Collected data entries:
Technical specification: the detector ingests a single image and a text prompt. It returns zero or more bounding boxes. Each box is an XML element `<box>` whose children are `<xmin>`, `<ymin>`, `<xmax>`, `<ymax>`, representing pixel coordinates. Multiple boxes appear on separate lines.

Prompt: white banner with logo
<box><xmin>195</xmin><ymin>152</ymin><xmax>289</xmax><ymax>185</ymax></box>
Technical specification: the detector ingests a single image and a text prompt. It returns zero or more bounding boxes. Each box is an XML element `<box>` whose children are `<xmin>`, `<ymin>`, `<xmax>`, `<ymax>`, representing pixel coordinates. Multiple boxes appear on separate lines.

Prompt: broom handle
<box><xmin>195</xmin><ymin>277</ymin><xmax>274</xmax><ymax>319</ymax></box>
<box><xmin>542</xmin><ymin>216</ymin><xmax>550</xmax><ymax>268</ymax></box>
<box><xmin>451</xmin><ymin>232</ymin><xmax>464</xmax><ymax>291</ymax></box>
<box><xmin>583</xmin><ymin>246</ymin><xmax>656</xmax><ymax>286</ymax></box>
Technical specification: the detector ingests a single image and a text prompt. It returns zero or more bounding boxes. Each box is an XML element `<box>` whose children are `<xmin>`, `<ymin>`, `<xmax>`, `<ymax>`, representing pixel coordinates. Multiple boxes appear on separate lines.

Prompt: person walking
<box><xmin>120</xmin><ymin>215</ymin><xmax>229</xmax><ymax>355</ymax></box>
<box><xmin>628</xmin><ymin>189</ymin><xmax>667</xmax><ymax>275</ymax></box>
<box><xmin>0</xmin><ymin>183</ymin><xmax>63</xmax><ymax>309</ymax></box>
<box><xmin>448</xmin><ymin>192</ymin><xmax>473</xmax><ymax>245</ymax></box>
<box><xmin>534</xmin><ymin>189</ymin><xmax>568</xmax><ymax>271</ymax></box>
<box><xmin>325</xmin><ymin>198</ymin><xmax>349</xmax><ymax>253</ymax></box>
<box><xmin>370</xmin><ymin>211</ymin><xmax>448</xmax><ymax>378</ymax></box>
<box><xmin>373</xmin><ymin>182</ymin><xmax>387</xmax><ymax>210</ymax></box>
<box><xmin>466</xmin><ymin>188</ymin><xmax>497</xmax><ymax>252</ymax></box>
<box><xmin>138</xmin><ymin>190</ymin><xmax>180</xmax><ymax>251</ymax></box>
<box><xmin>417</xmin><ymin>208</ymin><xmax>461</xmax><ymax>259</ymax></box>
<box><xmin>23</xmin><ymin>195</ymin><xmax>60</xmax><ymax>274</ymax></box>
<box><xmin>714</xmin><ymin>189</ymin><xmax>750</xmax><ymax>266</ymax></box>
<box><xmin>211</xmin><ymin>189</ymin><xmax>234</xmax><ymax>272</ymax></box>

▶ Goal
Convert the records above into a JSON list of strings with one string per line, leaving out blank lines.

▶ Expected answer
[
  "Technical specification: the detector ingests a single image and a text prompt. It returns zero or more bounding boxes. Each box is an XML element `<box>` whose children are `<xmin>`, `<ymin>`, `<xmax>`, `<ymax>`, representing pixel coordinates. Multiple boxes appear on separate lines.",
  "Prompt: white banner with logo",
  "<box><xmin>195</xmin><ymin>152</ymin><xmax>289</xmax><ymax>185</ymax></box>",
  "Technical specification: the detector ingests a single image and a text prompt. It returns zero or more bounding boxes. Each box is an XML element `<box>` whose children are `<xmin>`, `<ymin>`, `<xmax>`, `<ymax>`, representing pixel coordinates. Multiple boxes appear on separate lines.",
  "Prompt: broom handle",
  "<box><xmin>195</xmin><ymin>277</ymin><xmax>274</xmax><ymax>319</ymax></box>",
  "<box><xmin>542</xmin><ymin>216</ymin><xmax>550</xmax><ymax>268</ymax></box>",
  "<box><xmin>451</xmin><ymin>232</ymin><xmax>464</xmax><ymax>291</ymax></box>",
  "<box><xmin>583</xmin><ymin>246</ymin><xmax>656</xmax><ymax>286</ymax></box>",
  "Technical specification: the detector ingests a single image and a text prompt. It returns zero or more bounding boxes. Each box is an XML element `<box>` whose children are `<xmin>`, `<ymin>`, `<xmax>`, `<ymax>`, representing pixel coordinates. Multiple boxes appear on separate lines.",
  "Prompt: person walking",
  "<box><xmin>120</xmin><ymin>215</ymin><xmax>229</xmax><ymax>355</ymax></box>",
  "<box><xmin>628</xmin><ymin>189</ymin><xmax>667</xmax><ymax>275</ymax></box>",
  "<box><xmin>0</xmin><ymin>183</ymin><xmax>63</xmax><ymax>309</ymax></box>",
  "<box><xmin>448</xmin><ymin>192</ymin><xmax>473</xmax><ymax>245</ymax></box>",
  "<box><xmin>534</xmin><ymin>189</ymin><xmax>568</xmax><ymax>271</ymax></box>",
  "<box><xmin>325</xmin><ymin>198</ymin><xmax>349</xmax><ymax>253</ymax></box>",
  "<box><xmin>370</xmin><ymin>211</ymin><xmax>448</xmax><ymax>378</ymax></box>",
  "<box><xmin>373</xmin><ymin>182</ymin><xmax>387</xmax><ymax>210</ymax></box>",
  "<box><xmin>466</xmin><ymin>188</ymin><xmax>497</xmax><ymax>252</ymax></box>",
  "<box><xmin>138</xmin><ymin>190</ymin><xmax>180</xmax><ymax>251</ymax></box>",
  "<box><xmin>417</xmin><ymin>208</ymin><xmax>461</xmax><ymax>259</ymax></box>",
  "<box><xmin>23</xmin><ymin>195</ymin><xmax>60</xmax><ymax>274</ymax></box>",
  "<box><xmin>714</xmin><ymin>189</ymin><xmax>750</xmax><ymax>266</ymax></box>",
  "<box><xmin>211</xmin><ymin>189</ymin><xmax>234</xmax><ymax>272</ymax></box>"
]